* **Exercise task**
In the article on the TX 249 tollway below, rewrite the paragraph that begins "Conroe, April 22" as a short bulleted list that keeps its main facts.

* **Supplied text**
———

Image: Left to right, Montgomery County Toll Road Authority members Charlie Riley and Craig Doyal, along with Sugar Land tollroad lawyer Rich Muller. Muller is willing to say just about anything to continue the legal fees flowing in his direction with the construction of the TX 249 Tollway project.
Conroe, April 22 – Precinct 3 County Commissioner James Noack has placed an open challenge to the construction of 3 miles of the TX 249 extension as a tollroad from Spring Creek to Pinehurst that Montgomery County Judge Craig Doyal, Precinct 2 County Commissioner Charlie Riley, Sugar Land tollroad lawyer Rich Muller, and Halff Associates, Inc., regional Vice President Bobby Jack Adams (Doyal’s best friend and business partner) are shoving onto the shoulders of Montgomery County taxpayers at a price somewhere between $76 million and $130 million. Doyal, Riley, Muller, and Adams refuse to disclose the full price of the proposed tollroad project and have continued to fail to disclose the cost on the agenda for the April 24, 2018, Commissioners Court meeting where they intend to force a vote to approve a contract for the road’s construction.

———

* **Source excerpt**

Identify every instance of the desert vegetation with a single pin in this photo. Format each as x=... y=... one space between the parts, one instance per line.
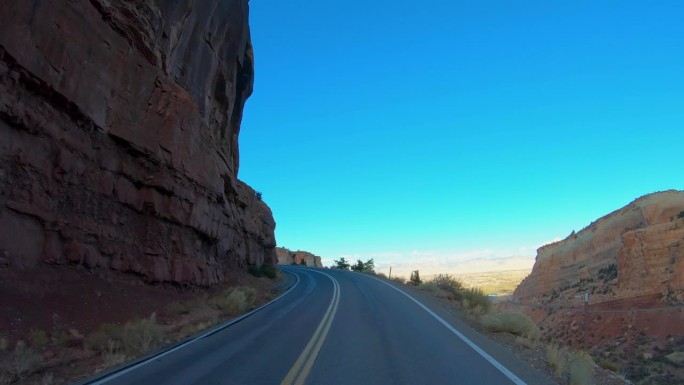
x=567 y=366
x=38 y=357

———

* **Final result**
- Precinct 3 County Commissioner James Noack has openly challenged building 3 miles of the TX 249 extension, from Spring Creek to Pinehurst, as a tollroad.
- The project is being pushed by Montgomery County Judge Craig Doyal, Precinct 2 County Commissioner Charlie Riley, Sugar Land tollroad lawyer Rich Muller, and Halff Associates, Inc., regional Vice President Bobby Jack Adams, who is Doyal's best friend and business partner.
- Its price to Montgomery County taxpayers is somewhere between $76 million and $130 million.
- Doyal, Riley, Muller, and Adams refuse to disclose the full price, and it is again missing from the agenda for the April 24, 2018, Commissioners Court meeting.
- At that meeting they intend to force a vote to approve a contract for the road's construction.